Position identification records:
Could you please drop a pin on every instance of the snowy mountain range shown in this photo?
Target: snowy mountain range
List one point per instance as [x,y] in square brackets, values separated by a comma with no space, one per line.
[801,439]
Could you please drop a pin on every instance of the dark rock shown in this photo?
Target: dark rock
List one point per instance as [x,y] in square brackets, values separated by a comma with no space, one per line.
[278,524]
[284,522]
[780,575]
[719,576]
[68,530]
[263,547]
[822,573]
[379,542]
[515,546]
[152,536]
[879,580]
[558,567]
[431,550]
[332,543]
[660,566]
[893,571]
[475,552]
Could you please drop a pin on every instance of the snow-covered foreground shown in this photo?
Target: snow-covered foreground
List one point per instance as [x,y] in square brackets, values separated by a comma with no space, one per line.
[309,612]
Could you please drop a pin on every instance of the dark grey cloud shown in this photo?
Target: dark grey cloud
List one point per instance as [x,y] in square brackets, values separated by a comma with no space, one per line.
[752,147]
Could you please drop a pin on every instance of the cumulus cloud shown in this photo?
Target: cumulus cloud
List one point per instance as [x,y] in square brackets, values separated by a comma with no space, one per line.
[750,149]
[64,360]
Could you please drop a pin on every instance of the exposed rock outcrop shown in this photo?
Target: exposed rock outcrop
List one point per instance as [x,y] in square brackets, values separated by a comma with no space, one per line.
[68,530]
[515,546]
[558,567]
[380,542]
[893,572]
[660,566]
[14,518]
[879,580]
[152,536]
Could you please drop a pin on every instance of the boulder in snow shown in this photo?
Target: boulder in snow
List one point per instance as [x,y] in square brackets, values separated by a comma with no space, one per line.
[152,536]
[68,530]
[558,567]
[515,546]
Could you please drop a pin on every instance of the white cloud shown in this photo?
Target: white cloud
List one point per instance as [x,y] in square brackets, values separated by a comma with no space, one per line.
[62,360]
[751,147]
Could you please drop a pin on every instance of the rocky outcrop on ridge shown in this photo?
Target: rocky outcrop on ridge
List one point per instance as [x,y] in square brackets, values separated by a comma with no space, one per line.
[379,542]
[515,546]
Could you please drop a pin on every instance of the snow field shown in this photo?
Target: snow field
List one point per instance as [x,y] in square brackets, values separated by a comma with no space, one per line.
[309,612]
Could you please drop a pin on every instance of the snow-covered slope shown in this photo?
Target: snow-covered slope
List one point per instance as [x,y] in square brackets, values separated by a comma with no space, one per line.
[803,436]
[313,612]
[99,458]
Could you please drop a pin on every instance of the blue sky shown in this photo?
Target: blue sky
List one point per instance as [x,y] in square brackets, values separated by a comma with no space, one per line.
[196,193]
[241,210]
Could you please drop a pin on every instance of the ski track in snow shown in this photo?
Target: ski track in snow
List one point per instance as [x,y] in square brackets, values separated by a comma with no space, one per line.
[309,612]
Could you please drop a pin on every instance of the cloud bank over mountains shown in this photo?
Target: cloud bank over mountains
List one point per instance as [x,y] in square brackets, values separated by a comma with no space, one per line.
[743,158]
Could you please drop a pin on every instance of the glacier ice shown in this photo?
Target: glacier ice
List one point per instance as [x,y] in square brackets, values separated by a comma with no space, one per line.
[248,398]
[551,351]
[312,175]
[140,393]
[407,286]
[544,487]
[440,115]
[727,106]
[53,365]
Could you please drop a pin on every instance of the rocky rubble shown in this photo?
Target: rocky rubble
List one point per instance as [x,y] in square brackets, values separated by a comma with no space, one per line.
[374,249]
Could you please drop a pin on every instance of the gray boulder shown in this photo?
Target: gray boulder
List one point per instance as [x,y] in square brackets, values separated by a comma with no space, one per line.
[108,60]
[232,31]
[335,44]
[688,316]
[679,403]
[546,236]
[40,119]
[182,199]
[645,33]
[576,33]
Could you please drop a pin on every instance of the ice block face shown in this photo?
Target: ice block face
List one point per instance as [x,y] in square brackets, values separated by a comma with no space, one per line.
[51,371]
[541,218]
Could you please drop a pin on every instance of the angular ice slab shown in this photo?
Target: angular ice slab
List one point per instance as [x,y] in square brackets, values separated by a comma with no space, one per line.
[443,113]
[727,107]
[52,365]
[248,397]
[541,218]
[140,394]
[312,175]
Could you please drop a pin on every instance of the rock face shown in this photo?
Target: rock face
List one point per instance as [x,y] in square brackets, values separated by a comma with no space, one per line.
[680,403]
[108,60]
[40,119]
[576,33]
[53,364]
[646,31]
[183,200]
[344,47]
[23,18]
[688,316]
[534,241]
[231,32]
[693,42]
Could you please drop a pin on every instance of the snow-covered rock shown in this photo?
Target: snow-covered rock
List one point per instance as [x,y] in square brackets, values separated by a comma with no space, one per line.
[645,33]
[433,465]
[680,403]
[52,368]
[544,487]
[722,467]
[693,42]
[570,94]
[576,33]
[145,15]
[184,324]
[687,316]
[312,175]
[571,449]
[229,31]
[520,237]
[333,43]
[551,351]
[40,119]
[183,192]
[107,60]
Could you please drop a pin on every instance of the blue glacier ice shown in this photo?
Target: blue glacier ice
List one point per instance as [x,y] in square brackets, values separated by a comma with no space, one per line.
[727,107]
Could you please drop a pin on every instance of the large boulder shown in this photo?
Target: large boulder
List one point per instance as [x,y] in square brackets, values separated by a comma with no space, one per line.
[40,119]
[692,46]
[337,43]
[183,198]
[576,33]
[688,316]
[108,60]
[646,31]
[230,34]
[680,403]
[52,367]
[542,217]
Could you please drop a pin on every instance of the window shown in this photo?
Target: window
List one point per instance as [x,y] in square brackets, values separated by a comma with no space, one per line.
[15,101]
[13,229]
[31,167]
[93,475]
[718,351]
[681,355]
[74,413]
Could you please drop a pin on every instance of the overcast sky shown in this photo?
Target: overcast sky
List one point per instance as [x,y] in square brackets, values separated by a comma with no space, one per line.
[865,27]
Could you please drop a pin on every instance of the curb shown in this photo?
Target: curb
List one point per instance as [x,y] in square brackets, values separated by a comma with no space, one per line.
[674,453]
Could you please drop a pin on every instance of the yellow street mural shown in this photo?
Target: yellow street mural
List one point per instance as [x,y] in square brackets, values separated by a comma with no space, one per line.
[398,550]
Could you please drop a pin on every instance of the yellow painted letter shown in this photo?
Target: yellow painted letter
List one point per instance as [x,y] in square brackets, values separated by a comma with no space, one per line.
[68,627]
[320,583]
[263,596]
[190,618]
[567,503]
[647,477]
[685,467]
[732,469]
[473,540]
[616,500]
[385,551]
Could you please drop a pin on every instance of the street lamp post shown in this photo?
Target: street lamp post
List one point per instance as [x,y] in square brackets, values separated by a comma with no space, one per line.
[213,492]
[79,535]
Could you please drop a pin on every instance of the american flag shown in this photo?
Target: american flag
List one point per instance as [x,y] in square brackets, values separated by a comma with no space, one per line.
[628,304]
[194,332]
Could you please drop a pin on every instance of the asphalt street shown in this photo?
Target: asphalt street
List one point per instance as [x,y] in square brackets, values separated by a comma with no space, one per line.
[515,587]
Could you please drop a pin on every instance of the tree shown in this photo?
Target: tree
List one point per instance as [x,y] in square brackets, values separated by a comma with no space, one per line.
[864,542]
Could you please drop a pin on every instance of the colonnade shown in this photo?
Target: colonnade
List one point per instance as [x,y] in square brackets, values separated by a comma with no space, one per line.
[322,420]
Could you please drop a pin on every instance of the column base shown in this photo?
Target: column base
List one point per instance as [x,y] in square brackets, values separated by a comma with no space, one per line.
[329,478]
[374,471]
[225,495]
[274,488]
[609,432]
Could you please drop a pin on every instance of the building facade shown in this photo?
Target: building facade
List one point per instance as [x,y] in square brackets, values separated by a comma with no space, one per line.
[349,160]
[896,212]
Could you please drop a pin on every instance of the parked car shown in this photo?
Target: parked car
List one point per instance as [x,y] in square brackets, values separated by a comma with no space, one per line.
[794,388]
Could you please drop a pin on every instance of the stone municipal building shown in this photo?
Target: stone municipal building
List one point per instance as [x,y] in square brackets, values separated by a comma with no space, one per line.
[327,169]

• _TASK TO COMPLETE_
Repeat exactly the lines from the line containing "facade shown in this photo?" through the end of the listing above; both boundary lines are part of the output.

• _THE COMPLETED TASK_
Could you please drop a pin on every instance of the building facade shown in this photo?
Target: building facade
List one point per instance as [x,y] in square brackets, values separated by a comma with no space, one per line.
[349,160]
[896,212]
Could you please drop a pin on every instance of the parked car shown in this photo?
Target: parked car
List one point per instance as [x,y] in square brackets, values separated by a comma with no space, one per line.
[794,388]
Could you please drop a pin on every instance of the stone municipal building shown in this photo?
Target: stone municipal building
List one point per instance as [x,y] in square brackets, values separated by a comma with no space, one per line.
[327,169]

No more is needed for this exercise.